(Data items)
- - - - -

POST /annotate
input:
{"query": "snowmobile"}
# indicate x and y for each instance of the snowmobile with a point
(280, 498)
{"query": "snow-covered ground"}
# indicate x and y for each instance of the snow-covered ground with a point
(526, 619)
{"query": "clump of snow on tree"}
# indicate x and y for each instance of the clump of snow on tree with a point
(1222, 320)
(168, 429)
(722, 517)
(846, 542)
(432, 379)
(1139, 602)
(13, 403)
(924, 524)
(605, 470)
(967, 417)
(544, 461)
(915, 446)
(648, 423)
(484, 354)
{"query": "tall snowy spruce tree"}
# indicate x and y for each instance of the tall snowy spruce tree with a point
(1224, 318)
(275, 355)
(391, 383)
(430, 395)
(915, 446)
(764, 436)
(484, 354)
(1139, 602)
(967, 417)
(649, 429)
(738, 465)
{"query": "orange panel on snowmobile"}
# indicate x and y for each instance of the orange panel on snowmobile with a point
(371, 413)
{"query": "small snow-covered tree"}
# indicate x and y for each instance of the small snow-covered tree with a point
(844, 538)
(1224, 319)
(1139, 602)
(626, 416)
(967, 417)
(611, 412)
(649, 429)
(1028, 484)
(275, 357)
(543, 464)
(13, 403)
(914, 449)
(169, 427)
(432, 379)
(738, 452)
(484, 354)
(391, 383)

- - - - -

_GIVEN EXERCISE_: Write the entire listing out again, word for word.

_RESPONSE TO THE TASK_:
POST /annotate
input:
{"query": "snowmobile"}
# indicate x and y for each instance of the snowmobile with a point
(280, 498)
{"query": "snow-covered ground"}
# indicate x and y for each instance of the snow-covered ground with a point
(526, 619)
{"query": "clump of snow on tree"}
# indicate x and y for each instance of the clump of snow on tree with a point
(1222, 320)
(168, 429)
(722, 517)
(846, 542)
(432, 379)
(1139, 602)
(13, 403)
(924, 524)
(605, 470)
(967, 417)
(544, 461)
(915, 446)
(648, 423)
(484, 354)
{"query": "tall snowy spruce tree"}
# indicate x and y for each instance of the tall snowy spruce tree with a point
(1224, 318)
(275, 355)
(391, 383)
(430, 395)
(915, 446)
(764, 436)
(484, 354)
(1139, 602)
(967, 417)
(649, 429)
(738, 465)
{"query": "orange panel on snowmobile"}
# indicate x and y for each instance of the orange panel on snowmobile with a point
(371, 413)
{"query": "small snow-covered tree"}
# indicate x and y for each instance of the small snow-covered tree with a point
(844, 538)
(1224, 319)
(1139, 602)
(626, 416)
(967, 417)
(611, 412)
(649, 429)
(1028, 484)
(275, 357)
(543, 464)
(13, 403)
(914, 449)
(169, 427)
(432, 379)
(738, 452)
(484, 354)
(391, 383)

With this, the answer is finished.